# BRANO DEL DOCUMENTO:
++++++++

Quella notte tra il 13 e il 14 novembre 1985, un cuore si arrestò, il tempo tra due battiti si dilatò da pochi istanti a ore, prima di tornare a battere nel petto di un’altra persona. Chissà se ci pensava alle tre del mattino Vincenzo Maria Gallucci, cardiochirurgo e professore universitario, mentre la Mercedes grigia sui cui era a bordo sfrecciava sulla tangenziale di Mestre. Sulle ginocchia la borsa termica con il cuore di Francesco Busnello, un diciottenne trevigiano appena deceduto per un incidente stradale. Venivano dall’ospedale di Treviso, dove era stato fatto l’espianto, e ad aspettarli nel reparto di cardiochirurgia di Padova c’era il torace già aperto di Ilario Lazzari, un falegname di Vigonovo affetto da una grave forma di miocardiopatia dilatatoria.

A dare a Vincenzo Gallucci la fama fu il trapianto di cuore che eseguì quella notte, primo in Italia. l giorno dopo, alle sei del mattino, ad attenderlo fuori dalla sala operatoria c’era tutta Italia. Aveva ridato vita e speranza a un uomo e a tanti altri malati, che da allora non sarebbero stati più costretti ai “viaggi della speranza” oltreoceano.

Schivo e taciturno, tenace e determinato, di impenetrabile intima timidezza, incredibilmente gentile, colto e pieno di umanità. Aveva una dialettica e una logica sintetica, un’asciutta gestualità. Insegnava agli allievi con l’esempio, con pochissime parole sussurrate nei momenti meno attesi.

++++++++

# ESTRATTO DEI DATI:
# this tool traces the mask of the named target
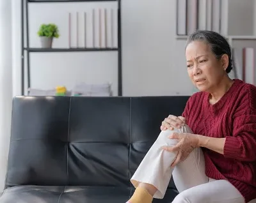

++++++++

# SERIE DI COMPITI:
(A) Nel brano sul primo trapianto di cuore eseguito in Italia, che mestiere faceva Ilario Lazzari?
(B) Continui il testo sul primo trapianto di cuore in Italia a partire dalla sua ultima frase.

# RISPOSTE:
(A) Era un falegname di Vigonovo.

(B)
La sua abilità chirurgica era frutto di anni di studio e lavoro incessanti e assidui, prima a Padova nel gruppo di Pier Giuseppe Cevese, poi a Parigi nel centro cardiochirurgico dell’Hôpital Broussais e, infine, in America. Qui trascorse cinque anni, al Memorial Hospital di Charlotte diretto da Paul W. Sanger, dove lavorò a fianco di Francis Robicsek esperto di cardiopatie congenite, e alla Baylor University di Houston a fianco di due colossi della cardiochirurgia come Michael DeBakey e Denton Cooley. Gallucci tornò a Padova nel 1969 nella clinica chirurgica diretta da Cevese. Fu l’inizio di una brillante carriera: negli anni successivi ottenne il primariato del centro di cardiochirurgia e la cattedra di chirurgia cardiovascolare all’università di Padova.

Poco più di cinque anni dopo lo storico trapianto, la macchina su cui viaggiava sarebbe finita addosso al guardarail uccidendo il cardiochirurgo, ancora una volta di ritorno con i suoi collaboratori da un complicato intervento.